Top of DATA FOR PROCESSING

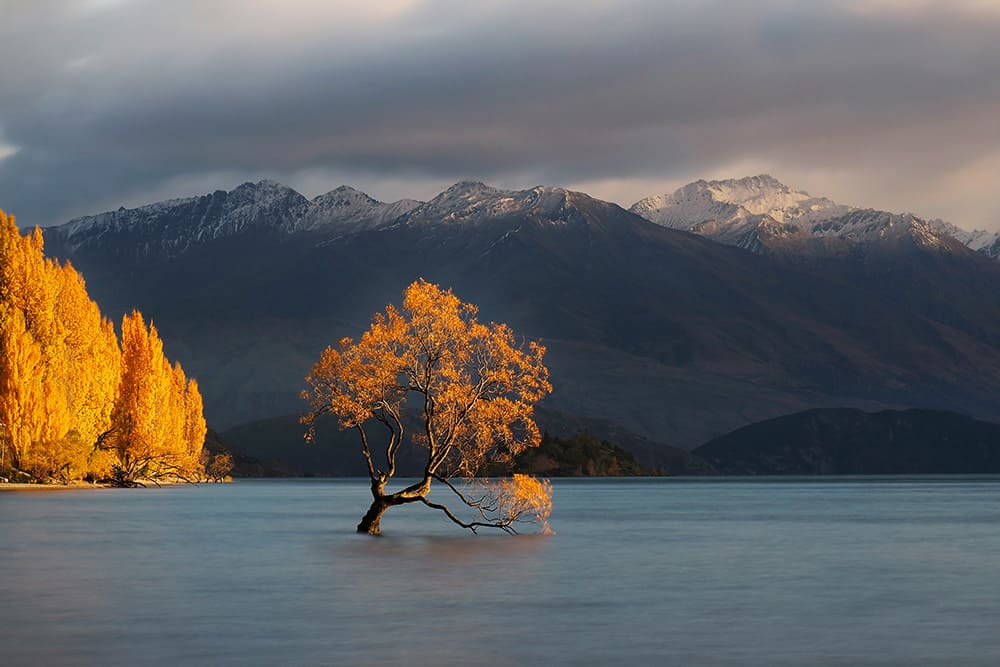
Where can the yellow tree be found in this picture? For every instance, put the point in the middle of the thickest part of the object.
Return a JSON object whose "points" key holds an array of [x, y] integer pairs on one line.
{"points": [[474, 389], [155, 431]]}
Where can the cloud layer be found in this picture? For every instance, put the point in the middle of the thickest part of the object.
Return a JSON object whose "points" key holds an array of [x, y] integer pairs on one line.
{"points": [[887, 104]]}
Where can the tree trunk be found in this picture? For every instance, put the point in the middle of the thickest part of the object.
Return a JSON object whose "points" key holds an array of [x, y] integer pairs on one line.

Bottom of DATA FOR PROCESSING

■ **ACTIVITY**: What is needed is every entry above, repeated exactly, with the pictures dropped.

■ **RESULT**:
Where can the yellow tree be found in this picture? For every instance, put the point in the middle of the thickest part of the object.
Return a JSON object whose "points" key holds an array of [x, y] integer pairs on one line.
{"points": [[474, 389], [155, 431]]}
Where can the cloud layer be found in this picture? For every instance, put the point in the middle of the thickest part of the object.
Return a JSON object whose "points" key holds an array of [x, y] integer pairs on one line.
{"points": [[887, 104]]}
Where can the tree trunk be found in this picture? For every instance, put the point in the middle of the thickest part of the object.
Return a JSON object whose "points" key holds an array of [x, y] integer pairs on one line.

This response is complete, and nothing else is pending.